[start of Dataset content]

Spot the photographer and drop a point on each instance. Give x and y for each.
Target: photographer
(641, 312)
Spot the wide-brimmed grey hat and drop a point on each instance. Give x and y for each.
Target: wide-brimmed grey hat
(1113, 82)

[end of Dataset content]

**Exercise prompt**
Faithfully copy every entry, leaving nothing out.

**Final result**
Spot the photographer and drop a point on each instance. Give x and y for each.
Target: photographer
(641, 312)
Spot the wide-brimmed grey hat and drop a point on each instance. Give x and y for each.
Target: wide-brimmed grey hat
(1113, 82)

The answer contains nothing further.